» **Aim of the exercise**:
Change each "endpoint" in the records below to "service" and reproduce everything else unchanged.

» **Available data**:
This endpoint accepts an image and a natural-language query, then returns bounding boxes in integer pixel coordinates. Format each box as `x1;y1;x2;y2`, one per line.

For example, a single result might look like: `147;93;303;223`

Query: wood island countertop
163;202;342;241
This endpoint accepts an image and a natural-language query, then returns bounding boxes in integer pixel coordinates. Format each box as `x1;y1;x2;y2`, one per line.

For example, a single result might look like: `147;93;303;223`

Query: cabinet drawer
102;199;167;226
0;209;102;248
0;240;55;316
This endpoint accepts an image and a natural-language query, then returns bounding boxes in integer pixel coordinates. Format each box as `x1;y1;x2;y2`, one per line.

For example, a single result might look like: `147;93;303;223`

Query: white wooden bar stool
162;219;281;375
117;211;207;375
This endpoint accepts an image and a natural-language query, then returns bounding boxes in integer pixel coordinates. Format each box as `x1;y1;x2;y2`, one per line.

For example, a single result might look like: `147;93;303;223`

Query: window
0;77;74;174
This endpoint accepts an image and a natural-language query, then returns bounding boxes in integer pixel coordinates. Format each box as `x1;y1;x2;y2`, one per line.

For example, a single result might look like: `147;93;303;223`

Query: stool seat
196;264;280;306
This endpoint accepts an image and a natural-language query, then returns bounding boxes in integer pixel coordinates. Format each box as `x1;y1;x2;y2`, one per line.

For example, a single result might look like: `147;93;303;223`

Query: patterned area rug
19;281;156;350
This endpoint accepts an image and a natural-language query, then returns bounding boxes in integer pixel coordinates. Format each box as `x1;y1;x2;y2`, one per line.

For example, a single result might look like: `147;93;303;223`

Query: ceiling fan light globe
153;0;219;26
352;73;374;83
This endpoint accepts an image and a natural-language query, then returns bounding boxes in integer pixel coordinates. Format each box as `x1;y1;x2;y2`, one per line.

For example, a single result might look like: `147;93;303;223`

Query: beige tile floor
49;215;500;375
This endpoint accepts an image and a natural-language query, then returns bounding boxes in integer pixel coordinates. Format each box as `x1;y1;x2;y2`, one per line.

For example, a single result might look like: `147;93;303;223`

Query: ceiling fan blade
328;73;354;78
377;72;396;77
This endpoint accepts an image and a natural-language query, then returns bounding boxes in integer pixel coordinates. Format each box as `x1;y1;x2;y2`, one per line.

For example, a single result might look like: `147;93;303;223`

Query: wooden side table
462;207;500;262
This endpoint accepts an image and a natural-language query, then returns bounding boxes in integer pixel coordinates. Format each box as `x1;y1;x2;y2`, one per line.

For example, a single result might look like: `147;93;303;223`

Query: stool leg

» **Written answer**:
This service accepts an image and a natural-language query, then returns bounding boxes in integer pixel coordinates. Format each box as `x1;y1;x2;y2`, one per line.

For example, a single result might look like: `147;93;303;223`

Query: wood island countertop
163;202;342;241
This service accepts an image and a natural-language query, then returns bounding boxes in integer pixel coordinates. Format each box as `x1;y1;x2;y2`, one per line.

For example, a single result might look like: `147;93;303;223`

Query: cabinet drawer
102;199;167;226
0;209;102;248
0;240;55;316
This service accepts an image and a natural-language query, then returns bounding boxes in integer pixel coordinates. Format each box as `x1;y1;x2;y2`, one per line.

For example, a single result might look like: `147;93;303;223`

Query: white wooden bar stool
162;219;281;375
117;211;207;375
This service accepts an image and a natural-language query, then returns bounding boxes in integer pixel coordinates. Format each box as `x1;y1;x2;y2`, one per line.

For example, a single result might look like: `147;93;303;223`

Query: window
0;77;74;174
This service accepts an image and a natural-language query, then returns bounding boxes in integer pixel coordinates. Format each box as `x1;y1;x2;y2`, one per line.

For example, a single result might look like: `147;93;303;223`

Query: stool seat
196;264;280;306
This service accepts an image and a natural-language query, then returns bounding boxes in integer pixel coordinates. Format each box as `x1;y1;x2;y2`, one per line.

For example, a single result might look like: `147;93;303;223`

Query: patterned area rug
19;281;156;350
This service accepts an image and a natural-language query, then returns bounding boxes in integer pixel coordinates. Format each box as `x1;y1;x2;y2`, one per line.

For example, a single result might look like: `147;93;303;223`

Query: ceiling fan light globe
153;0;219;26
352;73;374;83
This service accepts an image and a natural-language query, then returns bounding boxes in integer pixel coordinates. Format each box as `x1;y1;x2;y2`, one per line.

For example, a single result might look like: `147;93;303;223`

Query: beige tile floor
49;215;500;375
This service accepts an image and a natural-language query, then returns bounding boxes in integer pixel coordinates. Format each box as `x1;y1;x2;y2`, one per line.

For example, a single result might look like: `147;93;303;223`

Query: ceiling fan blade
328;73;354;78
377;72;396;77
This service accepts an image and a natural-language query, then returns bounding boxes in integer pixel coordinates. Format each box as `x1;y1;x2;y2`, one per line.

For example, a single result might look like: `147;93;303;223`

Query: wooden side table
462;207;500;262
This service accepts an image and a natural-language query, then returns bounding boxes in integer pixel coordinates. Format each box as `x1;y1;x2;y2`, one per line.

For example, a single result might look like: `147;93;303;223`

Query: stool leg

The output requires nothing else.